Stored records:

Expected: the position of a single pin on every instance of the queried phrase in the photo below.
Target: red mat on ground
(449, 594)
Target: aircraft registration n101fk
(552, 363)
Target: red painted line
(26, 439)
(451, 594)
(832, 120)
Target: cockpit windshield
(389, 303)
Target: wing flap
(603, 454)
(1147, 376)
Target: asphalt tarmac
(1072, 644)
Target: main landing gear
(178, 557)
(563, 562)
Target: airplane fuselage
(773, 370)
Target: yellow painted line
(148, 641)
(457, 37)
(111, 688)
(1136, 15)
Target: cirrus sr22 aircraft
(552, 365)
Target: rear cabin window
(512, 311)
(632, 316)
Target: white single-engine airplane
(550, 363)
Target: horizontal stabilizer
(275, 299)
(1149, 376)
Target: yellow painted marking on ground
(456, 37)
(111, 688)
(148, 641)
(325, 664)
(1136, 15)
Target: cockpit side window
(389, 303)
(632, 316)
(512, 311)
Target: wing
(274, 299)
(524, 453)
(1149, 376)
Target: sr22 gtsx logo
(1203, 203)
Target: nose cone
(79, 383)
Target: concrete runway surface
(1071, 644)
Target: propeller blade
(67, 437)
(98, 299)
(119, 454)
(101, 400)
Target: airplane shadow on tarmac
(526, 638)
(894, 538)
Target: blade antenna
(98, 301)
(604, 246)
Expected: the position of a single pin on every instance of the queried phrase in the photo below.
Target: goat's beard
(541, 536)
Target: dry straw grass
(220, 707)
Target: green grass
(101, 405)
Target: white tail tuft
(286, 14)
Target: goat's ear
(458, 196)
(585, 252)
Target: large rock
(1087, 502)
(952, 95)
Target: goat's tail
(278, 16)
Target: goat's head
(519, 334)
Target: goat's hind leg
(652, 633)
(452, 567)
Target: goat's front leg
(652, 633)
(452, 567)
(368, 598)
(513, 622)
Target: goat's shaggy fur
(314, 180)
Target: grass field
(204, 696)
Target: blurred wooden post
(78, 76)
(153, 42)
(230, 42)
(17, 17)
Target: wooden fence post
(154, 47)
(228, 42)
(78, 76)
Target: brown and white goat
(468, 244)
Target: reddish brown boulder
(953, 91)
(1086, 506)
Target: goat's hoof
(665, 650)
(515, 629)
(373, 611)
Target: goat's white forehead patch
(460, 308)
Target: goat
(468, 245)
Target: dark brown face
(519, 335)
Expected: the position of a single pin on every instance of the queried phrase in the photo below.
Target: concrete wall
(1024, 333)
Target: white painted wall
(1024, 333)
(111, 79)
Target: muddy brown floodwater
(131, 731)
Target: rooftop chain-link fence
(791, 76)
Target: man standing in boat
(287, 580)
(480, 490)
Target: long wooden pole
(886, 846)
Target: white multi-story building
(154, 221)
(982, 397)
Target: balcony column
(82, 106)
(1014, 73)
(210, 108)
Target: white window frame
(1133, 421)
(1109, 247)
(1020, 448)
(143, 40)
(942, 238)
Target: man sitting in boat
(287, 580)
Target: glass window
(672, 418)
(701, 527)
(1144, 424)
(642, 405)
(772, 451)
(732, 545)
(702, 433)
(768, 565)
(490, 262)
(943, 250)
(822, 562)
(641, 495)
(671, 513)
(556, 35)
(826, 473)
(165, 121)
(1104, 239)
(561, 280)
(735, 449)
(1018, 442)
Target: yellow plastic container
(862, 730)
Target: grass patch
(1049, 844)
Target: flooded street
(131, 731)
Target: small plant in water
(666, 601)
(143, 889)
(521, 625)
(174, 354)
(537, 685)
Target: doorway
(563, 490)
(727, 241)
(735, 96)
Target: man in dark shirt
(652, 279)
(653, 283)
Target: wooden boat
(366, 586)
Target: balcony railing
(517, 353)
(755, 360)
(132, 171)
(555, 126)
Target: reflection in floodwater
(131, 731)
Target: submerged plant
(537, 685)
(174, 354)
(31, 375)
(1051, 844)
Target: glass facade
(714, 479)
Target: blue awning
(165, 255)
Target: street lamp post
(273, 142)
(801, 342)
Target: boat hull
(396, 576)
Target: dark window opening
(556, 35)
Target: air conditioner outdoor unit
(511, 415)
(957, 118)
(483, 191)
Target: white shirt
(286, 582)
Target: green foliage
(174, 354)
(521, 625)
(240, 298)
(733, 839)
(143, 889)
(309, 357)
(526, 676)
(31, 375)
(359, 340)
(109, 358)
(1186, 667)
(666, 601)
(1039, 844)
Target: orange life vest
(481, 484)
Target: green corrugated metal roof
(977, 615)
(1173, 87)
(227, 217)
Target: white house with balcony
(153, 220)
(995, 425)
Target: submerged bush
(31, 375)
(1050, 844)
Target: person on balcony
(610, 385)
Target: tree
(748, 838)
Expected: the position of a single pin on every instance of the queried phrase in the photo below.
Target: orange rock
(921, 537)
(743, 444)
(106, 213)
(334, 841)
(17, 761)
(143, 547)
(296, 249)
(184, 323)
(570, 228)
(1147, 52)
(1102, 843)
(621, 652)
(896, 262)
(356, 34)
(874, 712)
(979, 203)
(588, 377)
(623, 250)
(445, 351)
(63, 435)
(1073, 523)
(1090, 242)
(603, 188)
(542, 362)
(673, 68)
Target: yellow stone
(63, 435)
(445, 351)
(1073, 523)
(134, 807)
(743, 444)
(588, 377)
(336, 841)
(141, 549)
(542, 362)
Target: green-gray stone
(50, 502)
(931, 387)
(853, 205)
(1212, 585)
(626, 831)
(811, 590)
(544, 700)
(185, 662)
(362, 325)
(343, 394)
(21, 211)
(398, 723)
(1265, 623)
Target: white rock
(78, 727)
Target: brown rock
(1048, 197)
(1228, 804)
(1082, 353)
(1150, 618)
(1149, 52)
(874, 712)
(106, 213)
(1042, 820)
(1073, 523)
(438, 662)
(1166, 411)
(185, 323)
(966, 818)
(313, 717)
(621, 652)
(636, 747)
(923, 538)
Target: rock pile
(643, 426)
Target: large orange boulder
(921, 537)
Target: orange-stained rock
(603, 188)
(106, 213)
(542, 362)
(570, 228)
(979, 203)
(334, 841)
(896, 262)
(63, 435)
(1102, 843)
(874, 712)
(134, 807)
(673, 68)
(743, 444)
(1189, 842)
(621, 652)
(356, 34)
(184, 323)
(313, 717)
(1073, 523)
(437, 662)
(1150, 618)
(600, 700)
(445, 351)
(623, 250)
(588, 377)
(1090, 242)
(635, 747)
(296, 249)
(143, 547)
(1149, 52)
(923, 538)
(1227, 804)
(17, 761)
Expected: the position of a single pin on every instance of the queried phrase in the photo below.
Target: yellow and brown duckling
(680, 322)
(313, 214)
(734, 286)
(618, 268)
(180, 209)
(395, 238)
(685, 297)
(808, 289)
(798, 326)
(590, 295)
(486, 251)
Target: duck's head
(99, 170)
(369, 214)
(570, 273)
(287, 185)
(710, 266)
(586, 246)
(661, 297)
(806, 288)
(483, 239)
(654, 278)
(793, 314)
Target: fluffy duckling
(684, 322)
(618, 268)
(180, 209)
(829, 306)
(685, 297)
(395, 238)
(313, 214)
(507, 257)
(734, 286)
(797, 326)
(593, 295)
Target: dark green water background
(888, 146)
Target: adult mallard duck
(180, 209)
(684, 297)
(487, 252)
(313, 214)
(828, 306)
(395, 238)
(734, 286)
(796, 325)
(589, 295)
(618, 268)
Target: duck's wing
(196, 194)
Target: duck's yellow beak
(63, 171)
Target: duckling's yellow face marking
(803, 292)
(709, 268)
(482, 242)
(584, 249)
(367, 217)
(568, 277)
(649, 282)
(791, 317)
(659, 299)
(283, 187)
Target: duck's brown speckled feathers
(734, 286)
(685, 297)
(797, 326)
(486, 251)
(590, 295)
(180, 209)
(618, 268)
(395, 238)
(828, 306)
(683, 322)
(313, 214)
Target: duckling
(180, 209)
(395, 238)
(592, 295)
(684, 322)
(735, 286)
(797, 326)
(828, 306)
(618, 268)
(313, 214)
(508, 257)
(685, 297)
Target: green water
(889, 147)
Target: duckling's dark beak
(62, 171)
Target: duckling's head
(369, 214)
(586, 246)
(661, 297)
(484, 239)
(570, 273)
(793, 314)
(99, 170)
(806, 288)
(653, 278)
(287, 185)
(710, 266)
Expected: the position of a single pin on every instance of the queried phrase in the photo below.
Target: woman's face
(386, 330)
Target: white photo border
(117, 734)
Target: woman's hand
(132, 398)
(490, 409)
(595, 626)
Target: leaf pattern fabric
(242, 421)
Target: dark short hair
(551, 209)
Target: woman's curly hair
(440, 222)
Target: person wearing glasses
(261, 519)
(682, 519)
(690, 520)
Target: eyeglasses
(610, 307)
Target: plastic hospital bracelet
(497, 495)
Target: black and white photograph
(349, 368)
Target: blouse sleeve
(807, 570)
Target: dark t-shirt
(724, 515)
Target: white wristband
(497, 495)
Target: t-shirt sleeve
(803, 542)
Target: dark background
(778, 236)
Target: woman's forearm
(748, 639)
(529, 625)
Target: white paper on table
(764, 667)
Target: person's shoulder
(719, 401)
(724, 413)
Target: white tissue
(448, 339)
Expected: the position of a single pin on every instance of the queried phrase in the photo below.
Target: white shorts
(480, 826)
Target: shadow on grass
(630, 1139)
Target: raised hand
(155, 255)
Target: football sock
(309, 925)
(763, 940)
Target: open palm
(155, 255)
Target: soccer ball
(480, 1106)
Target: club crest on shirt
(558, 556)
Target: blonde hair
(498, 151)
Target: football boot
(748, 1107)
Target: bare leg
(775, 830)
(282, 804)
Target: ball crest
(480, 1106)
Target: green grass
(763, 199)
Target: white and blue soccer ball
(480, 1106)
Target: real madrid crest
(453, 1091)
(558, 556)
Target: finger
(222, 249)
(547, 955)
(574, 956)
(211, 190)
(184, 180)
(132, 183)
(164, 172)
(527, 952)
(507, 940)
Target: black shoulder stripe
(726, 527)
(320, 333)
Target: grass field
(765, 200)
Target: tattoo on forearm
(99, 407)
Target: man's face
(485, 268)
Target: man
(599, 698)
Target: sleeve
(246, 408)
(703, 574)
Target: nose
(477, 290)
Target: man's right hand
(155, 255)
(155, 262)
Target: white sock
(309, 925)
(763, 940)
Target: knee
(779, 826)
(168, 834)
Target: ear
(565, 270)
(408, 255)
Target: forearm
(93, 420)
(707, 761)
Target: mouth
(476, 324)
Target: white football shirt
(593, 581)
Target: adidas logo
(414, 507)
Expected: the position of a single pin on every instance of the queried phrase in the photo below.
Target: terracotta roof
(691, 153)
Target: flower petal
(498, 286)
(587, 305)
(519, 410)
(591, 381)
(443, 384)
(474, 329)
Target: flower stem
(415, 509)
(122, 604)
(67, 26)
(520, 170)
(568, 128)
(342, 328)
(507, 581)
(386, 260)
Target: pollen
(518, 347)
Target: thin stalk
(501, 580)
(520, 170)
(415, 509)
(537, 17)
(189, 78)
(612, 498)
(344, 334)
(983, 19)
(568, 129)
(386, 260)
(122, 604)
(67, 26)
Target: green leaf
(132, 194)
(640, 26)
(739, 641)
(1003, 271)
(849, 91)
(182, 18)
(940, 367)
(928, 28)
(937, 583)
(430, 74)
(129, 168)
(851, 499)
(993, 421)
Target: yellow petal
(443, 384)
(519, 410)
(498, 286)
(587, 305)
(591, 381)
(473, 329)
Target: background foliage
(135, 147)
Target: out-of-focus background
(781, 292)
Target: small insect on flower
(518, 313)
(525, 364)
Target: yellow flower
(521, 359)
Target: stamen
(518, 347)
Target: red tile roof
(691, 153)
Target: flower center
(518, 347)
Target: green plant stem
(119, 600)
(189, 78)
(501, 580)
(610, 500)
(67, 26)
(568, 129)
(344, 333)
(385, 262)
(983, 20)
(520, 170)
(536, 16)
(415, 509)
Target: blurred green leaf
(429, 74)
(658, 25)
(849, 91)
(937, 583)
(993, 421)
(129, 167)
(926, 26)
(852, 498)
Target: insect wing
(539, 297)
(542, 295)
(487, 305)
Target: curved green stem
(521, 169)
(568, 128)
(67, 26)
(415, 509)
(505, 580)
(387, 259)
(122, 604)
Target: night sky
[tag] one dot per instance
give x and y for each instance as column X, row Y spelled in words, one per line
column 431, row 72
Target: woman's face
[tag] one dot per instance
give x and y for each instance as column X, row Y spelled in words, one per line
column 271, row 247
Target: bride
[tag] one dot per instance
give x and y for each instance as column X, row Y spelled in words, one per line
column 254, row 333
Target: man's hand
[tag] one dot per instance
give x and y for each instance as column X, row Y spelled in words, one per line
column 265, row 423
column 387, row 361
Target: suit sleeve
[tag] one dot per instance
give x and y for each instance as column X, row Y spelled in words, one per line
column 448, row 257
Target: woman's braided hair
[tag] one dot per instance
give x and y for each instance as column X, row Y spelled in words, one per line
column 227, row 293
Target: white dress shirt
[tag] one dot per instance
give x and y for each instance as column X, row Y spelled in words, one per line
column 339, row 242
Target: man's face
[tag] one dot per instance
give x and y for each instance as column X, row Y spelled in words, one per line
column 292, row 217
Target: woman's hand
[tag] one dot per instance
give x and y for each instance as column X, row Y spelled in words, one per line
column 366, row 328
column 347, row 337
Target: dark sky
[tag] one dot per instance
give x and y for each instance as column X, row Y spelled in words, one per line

▶ Task
Exactly and only the lines from the one containing "Target: white dress shirt" through the end of the material are to be reproduced, both ends included.

▶ Completed exercise
Target: white dress shirt
[tag] one dot per instance
give x and y for each instance as column X, row Y spelled in words, one per line
column 339, row 242
Target: man's face
[tag] one dot per instance
give x and y for each instance as column X, row Y spelled in words, one per line
column 292, row 217
Target: woman's hand
[tag] one dot per instance
give x and y for each instance as column X, row Y spelled in words, one per line
column 366, row 328
column 347, row 337
Target: dark sky
[tag] one dot per instance
give x and y for each instance as column X, row Y spelled in words, one per line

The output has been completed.